* _TASK 1_
Do these statements agree with the thermal shutdown thread? (a) The call sequence ending in orderly_poweroff happens every 250/500 mS depending on the configuration. (b) With a full fledged nfs file system, shutdown finishes in under one second. (c) Eduardo Valentin says the problem should be fixed in the thermal core. Answer yes or no for each and quote the words from the thread that decide it.
* _TASK 2_
In the thermal shutdown thread, which function does Keerthy say is triggering periodically?

Re: [PATCH] thermal: core: Add a back up thermal shutdown mechanism

From: Keerthy
Date: Wed Apr 12 2017 - 03:56:37 EST




On Wednesday 12 April 2017 09:35 AM, Eduardo Valentin wrote:
> Keerthy,
>
> On Wed, Apr 12, 2017 at 09:09:36AM +0530, Keerthy wrote:
>>
>>
>> On Wednesday 12 April 2017 08:50 AM, Zhang Rui wrote:
>>> On Wed, 2017-04-12 at 08:19 +0530, Keerthy wrote:
>>>>
>>>> On Tuesday 11 April 2017 10:59 PM, Eduardo Valentin wrote:
>>>>>
>>>>> Hey,
>>>>>
>>>>> On Fri, Mar 31, 2017 at 12:00:20PM +0530, Keerthy wrote:
>>>>>>
>>>>>> off).
>
> <cut>
>
>>>>> OK... This seams to me, still a corner case supposed to be fixed at
>>>>> orderly_power_off, not at thermal. But..
>>>>>
>
> ^^^ Then again, this must be fixed not at thermal core. And re-reading
> the history of this thread, this seams to be really something broken at
> OMAP/DRA7, as mentioned in previous messages. That is probably why you
> are pushing for pm_power_off(), which seams to be the one that works for
> you, pulling the plug correctly (DRA7).

Zhang/Eduardo,

OMAP5/DRA7 is one case.

I believe i this is the root cause of this failure.

thermal_zone_device_check --> thermal_zone_device_update -->
handle_thermal_trip --> handle_critical_trips --> orderly_poweroff

The above sequence happens every 250/500 mS based on the configuration.
The orderly_poweroff function is getting called every 250/500 mS and i
see with a full fledged nfs file system it takes at least 5-10 Seconds
to shutdown and during that time we bombard with orderly_poweroff calls
multiple times due to the thermal_zone_device_check triggering periodically.

* _PROVIDED INFORMATION_

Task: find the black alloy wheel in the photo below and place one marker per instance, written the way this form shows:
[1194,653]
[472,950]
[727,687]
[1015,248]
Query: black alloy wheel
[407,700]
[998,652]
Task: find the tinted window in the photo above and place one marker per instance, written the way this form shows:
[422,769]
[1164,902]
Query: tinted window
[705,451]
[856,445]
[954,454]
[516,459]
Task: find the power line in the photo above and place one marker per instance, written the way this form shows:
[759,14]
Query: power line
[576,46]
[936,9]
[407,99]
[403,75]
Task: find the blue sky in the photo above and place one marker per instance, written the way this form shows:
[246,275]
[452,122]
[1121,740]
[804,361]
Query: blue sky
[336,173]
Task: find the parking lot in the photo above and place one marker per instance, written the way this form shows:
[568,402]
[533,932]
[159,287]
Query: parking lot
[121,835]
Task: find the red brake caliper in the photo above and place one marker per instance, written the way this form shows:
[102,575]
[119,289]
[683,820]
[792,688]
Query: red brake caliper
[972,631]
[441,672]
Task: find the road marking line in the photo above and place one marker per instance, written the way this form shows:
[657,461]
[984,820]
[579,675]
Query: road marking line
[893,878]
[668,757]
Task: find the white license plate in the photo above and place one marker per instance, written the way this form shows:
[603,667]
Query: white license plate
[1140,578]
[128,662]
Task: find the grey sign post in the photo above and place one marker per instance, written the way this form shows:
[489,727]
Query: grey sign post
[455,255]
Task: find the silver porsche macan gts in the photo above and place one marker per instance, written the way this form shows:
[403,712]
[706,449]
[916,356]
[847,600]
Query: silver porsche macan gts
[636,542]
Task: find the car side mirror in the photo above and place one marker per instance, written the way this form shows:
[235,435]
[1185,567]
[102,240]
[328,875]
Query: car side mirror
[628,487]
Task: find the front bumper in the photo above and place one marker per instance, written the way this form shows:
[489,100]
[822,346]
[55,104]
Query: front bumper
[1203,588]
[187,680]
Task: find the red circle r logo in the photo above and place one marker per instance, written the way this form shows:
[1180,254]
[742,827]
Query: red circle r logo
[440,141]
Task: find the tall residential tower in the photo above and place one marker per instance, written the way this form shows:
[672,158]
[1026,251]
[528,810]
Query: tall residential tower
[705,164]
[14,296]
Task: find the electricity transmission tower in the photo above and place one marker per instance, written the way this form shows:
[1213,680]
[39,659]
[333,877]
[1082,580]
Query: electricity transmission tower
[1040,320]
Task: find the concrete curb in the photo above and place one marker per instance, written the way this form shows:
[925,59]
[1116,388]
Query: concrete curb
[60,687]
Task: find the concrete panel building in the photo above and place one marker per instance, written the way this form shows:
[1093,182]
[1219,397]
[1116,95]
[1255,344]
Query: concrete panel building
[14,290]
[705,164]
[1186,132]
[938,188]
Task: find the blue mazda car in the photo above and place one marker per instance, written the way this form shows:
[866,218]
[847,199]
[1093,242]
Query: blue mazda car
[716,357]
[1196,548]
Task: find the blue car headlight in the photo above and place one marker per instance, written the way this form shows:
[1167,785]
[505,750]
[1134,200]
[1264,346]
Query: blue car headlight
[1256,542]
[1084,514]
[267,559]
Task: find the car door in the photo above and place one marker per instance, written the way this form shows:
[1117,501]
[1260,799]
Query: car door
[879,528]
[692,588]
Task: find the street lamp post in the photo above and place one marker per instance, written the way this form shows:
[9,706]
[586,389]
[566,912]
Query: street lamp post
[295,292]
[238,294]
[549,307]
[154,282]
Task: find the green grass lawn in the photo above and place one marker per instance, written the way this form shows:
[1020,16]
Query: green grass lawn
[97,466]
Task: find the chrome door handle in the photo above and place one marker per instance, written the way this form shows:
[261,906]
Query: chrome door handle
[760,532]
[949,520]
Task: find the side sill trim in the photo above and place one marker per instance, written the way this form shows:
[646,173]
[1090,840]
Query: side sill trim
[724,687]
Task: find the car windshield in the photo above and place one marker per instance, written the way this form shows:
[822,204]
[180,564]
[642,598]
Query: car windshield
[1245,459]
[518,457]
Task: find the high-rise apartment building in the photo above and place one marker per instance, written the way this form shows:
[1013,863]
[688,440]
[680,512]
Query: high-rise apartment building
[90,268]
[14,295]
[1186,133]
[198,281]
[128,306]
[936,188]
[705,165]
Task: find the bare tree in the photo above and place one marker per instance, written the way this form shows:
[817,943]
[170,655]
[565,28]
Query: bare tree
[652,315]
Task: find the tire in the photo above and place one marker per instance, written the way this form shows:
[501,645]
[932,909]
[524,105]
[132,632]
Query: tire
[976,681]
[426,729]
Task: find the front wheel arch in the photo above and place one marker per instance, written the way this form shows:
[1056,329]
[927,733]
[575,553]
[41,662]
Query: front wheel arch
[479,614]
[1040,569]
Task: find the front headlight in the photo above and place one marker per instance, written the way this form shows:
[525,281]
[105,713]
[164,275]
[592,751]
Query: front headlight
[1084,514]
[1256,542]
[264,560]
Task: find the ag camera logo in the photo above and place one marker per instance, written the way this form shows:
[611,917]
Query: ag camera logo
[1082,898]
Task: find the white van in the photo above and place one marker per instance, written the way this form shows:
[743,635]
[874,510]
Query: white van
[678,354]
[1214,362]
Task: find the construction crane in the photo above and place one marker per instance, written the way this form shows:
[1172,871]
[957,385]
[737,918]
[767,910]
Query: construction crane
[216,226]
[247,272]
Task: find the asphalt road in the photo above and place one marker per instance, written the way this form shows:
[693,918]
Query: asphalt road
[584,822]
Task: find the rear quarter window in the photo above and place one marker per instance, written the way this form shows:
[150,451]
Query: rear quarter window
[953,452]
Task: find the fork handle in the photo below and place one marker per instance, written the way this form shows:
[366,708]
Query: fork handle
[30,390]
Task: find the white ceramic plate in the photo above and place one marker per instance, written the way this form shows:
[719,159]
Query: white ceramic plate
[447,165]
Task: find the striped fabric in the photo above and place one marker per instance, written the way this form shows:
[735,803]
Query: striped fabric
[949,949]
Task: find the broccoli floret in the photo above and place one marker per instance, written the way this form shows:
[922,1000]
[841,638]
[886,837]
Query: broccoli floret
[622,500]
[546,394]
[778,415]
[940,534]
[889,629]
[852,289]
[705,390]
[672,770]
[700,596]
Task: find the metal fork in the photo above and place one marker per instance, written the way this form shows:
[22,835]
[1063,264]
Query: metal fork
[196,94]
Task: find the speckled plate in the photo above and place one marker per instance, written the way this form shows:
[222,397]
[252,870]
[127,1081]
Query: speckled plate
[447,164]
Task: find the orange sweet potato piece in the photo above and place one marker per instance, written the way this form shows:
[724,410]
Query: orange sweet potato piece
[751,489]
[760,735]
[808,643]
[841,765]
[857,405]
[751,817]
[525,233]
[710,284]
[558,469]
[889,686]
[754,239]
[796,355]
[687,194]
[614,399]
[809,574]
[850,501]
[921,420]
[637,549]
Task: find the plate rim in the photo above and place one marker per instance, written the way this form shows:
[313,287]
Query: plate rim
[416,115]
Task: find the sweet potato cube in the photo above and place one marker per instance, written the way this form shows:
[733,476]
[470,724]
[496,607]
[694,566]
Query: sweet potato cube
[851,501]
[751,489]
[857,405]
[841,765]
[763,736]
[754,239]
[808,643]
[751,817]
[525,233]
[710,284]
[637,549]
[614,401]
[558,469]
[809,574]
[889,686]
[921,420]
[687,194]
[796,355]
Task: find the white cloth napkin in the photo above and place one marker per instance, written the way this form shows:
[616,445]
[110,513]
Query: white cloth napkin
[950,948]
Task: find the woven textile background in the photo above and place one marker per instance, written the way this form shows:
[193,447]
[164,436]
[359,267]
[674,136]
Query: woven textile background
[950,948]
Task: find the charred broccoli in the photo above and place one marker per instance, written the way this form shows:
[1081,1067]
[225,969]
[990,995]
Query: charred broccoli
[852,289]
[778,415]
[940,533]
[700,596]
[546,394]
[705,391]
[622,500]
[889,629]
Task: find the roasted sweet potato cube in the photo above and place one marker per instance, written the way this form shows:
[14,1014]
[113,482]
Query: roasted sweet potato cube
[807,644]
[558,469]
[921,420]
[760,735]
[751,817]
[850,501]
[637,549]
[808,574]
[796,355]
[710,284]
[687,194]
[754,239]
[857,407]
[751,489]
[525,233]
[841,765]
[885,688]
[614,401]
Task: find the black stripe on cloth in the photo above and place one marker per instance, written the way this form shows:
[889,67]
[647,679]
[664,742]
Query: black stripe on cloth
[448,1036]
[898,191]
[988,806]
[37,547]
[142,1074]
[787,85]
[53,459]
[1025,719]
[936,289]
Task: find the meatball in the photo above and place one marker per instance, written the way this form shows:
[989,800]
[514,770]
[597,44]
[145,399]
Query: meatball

* _TASK OUTPUT 1_
(a) Yes: "The above sequence happens every 250/500 mS based on the configuration."
(b) No: "it takes at least 5-10 Seconds to shutdown"
(c) No: "this must be fixed not at thermal core"

* _TASK OUTPUT 2_
thermal_zone_device_check